> [PROBLEM STATEMENT]: In the birth story below, what was the official length of the labor?

** Opening TEXT BLOCK block **

It’s starting to get a bit blurry now. Umm, more contractions, more gas, more pain and more of the midwife trying to talk me into an epidural. This I knew I did not want (I was a bit p*ss*d that I had the Peth to be honest. If she hadn’t mentioned it, I would have gone without) Raff, Mum and I managed to convince her to give me another internal, and with surprise she said that I was fully dilated and could start pushing whenever I felt the urge. I couldn’t believe it! I kept saying “Are you sure?!” It just felt too easy. I think I must have read too many horror stories, and had prepared myself for the worst. I was thinking that ‘transition’ would be horrendous, but besides being extraordinarily hot and thirsty, it was fairly non-eventful.
Now, when I got to ‘pushing’, even after everything that I had read, it just felt so unreal – not pushing in the way I thought it would be. It felt like only 8-10 pushes, but maybe it was more…. The first couple of pushes were non-events really, until they told me that I had to push constantly for the count of 20. Raff was counting for me; all I could think was “Count faster!!” I felt quite controlled between each push. And then I would say “Here comes another one, start counting” Raff was counting down from 20 to 1, when Mum took over she was counting from 1 to 20. Talk about confusing!
During all this someone got Raff a chair as he looked very washy. I thought that it was all getting too much for him, but then he said he was faint because he hadn’t eaten all day! (Neither had I, but my mind was otherwise occupied!) Lucky for that block of chocolate I had packed in the Labour bag! After half of that he felt a lot better.
Mum was down at my feet, watching and waiting. Quicker than I thought was possible; she said “I can see the head! About as big as a 50c piece and it looks like it’s covered in black hair!” Now that’s motivation to push properly! Push, push, push – lots of yelling, grunting and in between each push that horrible feeling that something was stuck and stretching me beyond belief. (Which of course it was!!!) But definitely not a pleasant sensation!
I put my hand down there, and I could feel the head. So soft and downy, and covered in hair. I was just blown way!! One push and the head was out. Mum was yelling ‘Its got dark hair” over and over. (All the other bubs in our family had been baldies!) One more push and it just flew out – those midwives sure need good reflexes!
IT’S A GIRL!!! (I knew it!) Raff went down to cut the cord – very tough apparently.
All I could say was “Is she alright?” over and over again. She was screaming her head off, and oh so beautiful. I was expecting a funny looking, ugly, mushed up baby, but she was gorgeous! After a cuddle they took her to get cleaned up, weighed and measured. Then I delivered the placenta – easy and interesting to look at. Then the Dr showed up, just in time to stitch me up – not very pleasant at all.
Ella Louise was born at 6:57pm on 10th July 2002, weighing 8po9oz (3880gm)
52cm long and a head circumference of 37.5cm. Big and healthy, with loads of gorgeous black hair.
No words can truly capture the moment. The things that stand out the most to me are touching her head as I was birthing her, and the rate that she just zoomed out of me on that second push. Oh and of course just how perfect she was! I didn’t cry at all, I just fell in love. 5hrs and 10mins was the official length of labour. Not bad for the first time!
Unfortunately our breastfeeding relationship was a bit bumpy. I didn’t get her latched on properly until Day 8, but we then went on to feed for 15 months.

** Closing TEXT BLOCK block **
** Opening LISTED RECORDS block **

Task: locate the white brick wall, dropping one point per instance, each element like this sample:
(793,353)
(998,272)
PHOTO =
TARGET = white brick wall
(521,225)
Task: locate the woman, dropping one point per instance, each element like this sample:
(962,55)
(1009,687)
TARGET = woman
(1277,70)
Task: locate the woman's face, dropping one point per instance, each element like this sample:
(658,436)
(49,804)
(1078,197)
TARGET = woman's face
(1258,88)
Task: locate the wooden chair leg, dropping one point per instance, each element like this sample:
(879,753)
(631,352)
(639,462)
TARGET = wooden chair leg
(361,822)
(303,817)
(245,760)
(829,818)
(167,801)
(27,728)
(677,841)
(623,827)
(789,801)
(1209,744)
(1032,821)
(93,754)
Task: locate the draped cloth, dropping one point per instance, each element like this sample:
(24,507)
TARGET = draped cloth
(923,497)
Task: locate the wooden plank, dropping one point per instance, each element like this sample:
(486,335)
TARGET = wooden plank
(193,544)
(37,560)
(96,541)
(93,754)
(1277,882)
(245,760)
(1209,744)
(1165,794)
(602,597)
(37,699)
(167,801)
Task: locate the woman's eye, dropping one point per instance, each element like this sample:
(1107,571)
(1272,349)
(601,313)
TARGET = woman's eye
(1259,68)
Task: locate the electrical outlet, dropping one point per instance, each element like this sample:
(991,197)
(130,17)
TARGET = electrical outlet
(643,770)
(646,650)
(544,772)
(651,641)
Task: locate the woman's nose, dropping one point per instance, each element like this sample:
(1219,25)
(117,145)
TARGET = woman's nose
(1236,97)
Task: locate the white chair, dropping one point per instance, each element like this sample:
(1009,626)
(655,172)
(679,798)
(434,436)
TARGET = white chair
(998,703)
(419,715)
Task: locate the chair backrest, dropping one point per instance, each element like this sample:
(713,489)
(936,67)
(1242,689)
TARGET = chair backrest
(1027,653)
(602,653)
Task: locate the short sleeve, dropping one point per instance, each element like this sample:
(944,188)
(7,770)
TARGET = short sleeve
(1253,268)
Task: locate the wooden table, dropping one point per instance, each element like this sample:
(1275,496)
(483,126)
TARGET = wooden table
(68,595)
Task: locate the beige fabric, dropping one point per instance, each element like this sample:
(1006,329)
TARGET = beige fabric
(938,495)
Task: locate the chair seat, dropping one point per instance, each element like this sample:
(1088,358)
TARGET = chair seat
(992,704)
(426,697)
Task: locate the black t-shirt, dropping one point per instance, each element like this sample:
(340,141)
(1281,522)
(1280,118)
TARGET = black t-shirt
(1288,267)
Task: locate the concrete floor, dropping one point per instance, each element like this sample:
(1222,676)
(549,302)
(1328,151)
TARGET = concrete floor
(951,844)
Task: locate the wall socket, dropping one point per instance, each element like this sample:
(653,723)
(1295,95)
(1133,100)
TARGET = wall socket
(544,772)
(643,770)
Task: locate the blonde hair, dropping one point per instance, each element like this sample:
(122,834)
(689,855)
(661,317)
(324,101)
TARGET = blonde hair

** Closing LISTED RECORDS block **

> [RESPONSE TO THE EXERCISE]: 5 hours and 10 minutes.